**Exercise details:** Show each line of the data below that contains the string "railing", copying the lines unchanged.

**Task inputs:**
++++++

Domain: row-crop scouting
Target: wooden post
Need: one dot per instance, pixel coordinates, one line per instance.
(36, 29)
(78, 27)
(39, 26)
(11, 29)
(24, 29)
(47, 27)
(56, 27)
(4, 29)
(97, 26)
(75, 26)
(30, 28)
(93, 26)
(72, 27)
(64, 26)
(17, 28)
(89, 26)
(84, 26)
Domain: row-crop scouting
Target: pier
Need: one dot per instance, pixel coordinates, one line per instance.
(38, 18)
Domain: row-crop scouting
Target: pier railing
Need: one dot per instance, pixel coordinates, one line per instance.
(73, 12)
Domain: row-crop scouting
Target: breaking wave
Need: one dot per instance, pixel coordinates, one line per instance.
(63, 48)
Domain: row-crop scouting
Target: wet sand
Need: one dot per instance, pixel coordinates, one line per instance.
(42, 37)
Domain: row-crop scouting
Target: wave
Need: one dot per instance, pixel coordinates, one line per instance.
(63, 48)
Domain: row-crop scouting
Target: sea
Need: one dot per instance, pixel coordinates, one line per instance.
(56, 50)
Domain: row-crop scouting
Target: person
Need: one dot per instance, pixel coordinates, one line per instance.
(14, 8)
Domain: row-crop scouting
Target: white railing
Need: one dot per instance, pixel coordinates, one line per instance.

++++++

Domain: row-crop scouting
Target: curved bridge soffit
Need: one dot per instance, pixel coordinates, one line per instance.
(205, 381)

++++++

**Solution to this exercise:**
Target: pier railing
Target: white railing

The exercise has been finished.